Stored entries:
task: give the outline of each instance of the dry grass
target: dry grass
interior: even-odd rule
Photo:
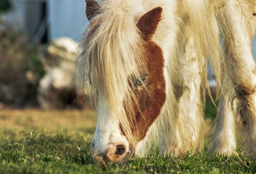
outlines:
[[[92,134],[97,124],[93,110],[10,110],[0,112],[0,127],[11,129],[67,129]]]

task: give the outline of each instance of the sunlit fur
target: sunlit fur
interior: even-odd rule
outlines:
[[[256,72],[252,54],[255,1],[226,1],[217,11],[225,46],[222,94],[211,151],[231,154],[236,149],[235,121],[240,115],[246,152],[256,158]],[[238,109],[237,109],[238,107]],[[238,111],[238,112],[237,112]]]
[[[131,92],[127,79],[131,75],[140,76],[140,69],[145,63],[142,59],[143,41],[136,23],[149,10],[162,7],[162,18],[152,41],[161,48],[164,58],[166,100],[146,137],[138,143],[136,154],[145,156],[150,148],[175,155],[200,150],[204,141],[203,106],[204,91],[208,89],[207,62],[214,70],[218,87],[220,83],[231,82],[230,86],[236,88],[242,83],[254,92],[255,62],[250,48],[254,30],[249,28],[254,24],[250,22],[252,10],[249,9],[253,2],[102,0],[100,13],[92,19],[80,45],[77,63],[80,86],[90,94],[97,105],[100,105],[99,96],[105,96],[115,119],[120,122],[128,138],[132,140],[123,106],[129,106],[131,98],[136,98]],[[221,60],[220,28],[225,47],[225,61]],[[229,66],[233,61],[237,64]],[[256,149],[256,138],[253,138],[256,137],[256,116],[253,112],[256,112],[255,94],[244,99],[237,92],[239,87],[234,92],[229,92],[229,85],[223,86],[221,98],[223,94],[231,94],[224,103],[231,103],[236,94],[242,99],[240,105],[246,108],[243,118],[246,122],[252,122],[246,126],[246,141],[252,144],[250,153],[253,152],[256,150],[253,149]],[[246,105],[249,103],[252,106]],[[250,106],[253,108],[251,111],[248,109]],[[128,108],[132,113],[132,107]],[[225,113],[220,114],[225,117]],[[220,120],[216,124],[223,122]],[[218,131],[215,132],[218,134]],[[222,144],[218,140],[215,142],[214,150],[225,152],[234,150],[232,147],[218,150]]]

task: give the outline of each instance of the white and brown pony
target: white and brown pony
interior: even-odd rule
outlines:
[[[236,151],[234,116],[240,114],[247,152],[256,157],[255,1],[86,1],[90,25],[77,69],[97,108],[96,162],[153,149],[200,152],[209,62],[220,91],[211,150]]]

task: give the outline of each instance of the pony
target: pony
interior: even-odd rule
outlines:
[[[151,149],[177,156],[200,152],[209,64],[220,98],[210,150],[236,152],[240,115],[246,152],[256,157],[255,1],[86,3],[90,25],[76,69],[97,110],[96,163],[125,162]]]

* Task statement *
Write out all of the data above line for line without any changes, but leave the pictures out.

* Correct answer *
task: give the outline of each instance of the dry grass
target: dry grass
interior: even-odd rule
Photo:
outlines:
[[[92,134],[97,124],[93,110],[10,110],[0,112],[0,127],[11,129],[67,129]]]

task: give the outline of each instance of the sunlit fur
target: sunlit fur
interior: even-odd rule
outlines:
[[[256,72],[252,54],[255,1],[226,1],[217,11],[225,46],[222,94],[211,151],[231,154],[236,149],[235,121],[240,115],[246,152],[256,158]],[[238,109],[237,109],[238,107]],[[238,111],[238,112],[237,112]]]
[[[131,92],[127,79],[131,75],[140,76],[140,69],[145,63],[142,59],[143,41],[136,23],[149,10],[162,7],[162,18],[152,41],[161,48],[164,58],[166,100],[146,137],[138,143],[136,154],[145,156],[150,148],[175,155],[200,150],[204,141],[203,106],[204,91],[208,89],[207,62],[214,70],[218,87],[220,83],[231,82],[230,86],[236,88],[242,83],[254,92],[255,62],[250,48],[254,30],[249,28],[254,24],[250,22],[252,10],[249,9],[253,2],[102,0],[100,13],[92,19],[80,45],[77,63],[80,86],[90,94],[97,105],[100,105],[99,96],[105,96],[115,119],[120,122],[128,138],[132,140],[123,106],[129,106],[131,98],[136,98]],[[221,60],[220,28],[225,47],[225,61]],[[229,66],[233,61],[237,64]],[[256,149],[256,138],[253,138],[256,137],[256,116],[253,112],[256,112],[255,94],[244,99],[237,92],[239,87],[234,92],[229,92],[229,85],[223,86],[221,98],[223,94],[231,94],[224,103],[231,103],[236,94],[242,99],[240,105],[246,108],[243,118],[246,122],[252,122],[246,126],[246,141],[252,144],[250,153],[253,152],[256,150],[253,149]],[[246,105],[249,103],[252,106]],[[250,106],[253,108],[251,111],[248,109]],[[128,108],[132,113],[132,107]],[[225,113],[220,114],[225,117]],[[220,120],[216,124],[223,122]],[[218,131],[215,132],[218,134]],[[222,144],[218,140],[215,142],[214,150],[225,152],[234,150],[232,147],[218,150]]]

task: give the outline of each instance of the white and brown pony
target: white and brown pony
interior: even-odd rule
outlines:
[[[236,151],[234,116],[240,114],[247,152],[256,157],[255,1],[86,1],[90,25],[77,69],[97,108],[96,162],[153,149],[200,152],[209,62],[220,91],[211,150]]]

task: give the outline of each instance of the pony
target: pony
interior: even-odd rule
outlines:
[[[151,149],[177,156],[200,152],[209,64],[220,98],[210,150],[236,152],[240,115],[246,152],[256,157],[255,1],[86,3],[90,25],[76,69],[97,110],[96,163],[125,162]]]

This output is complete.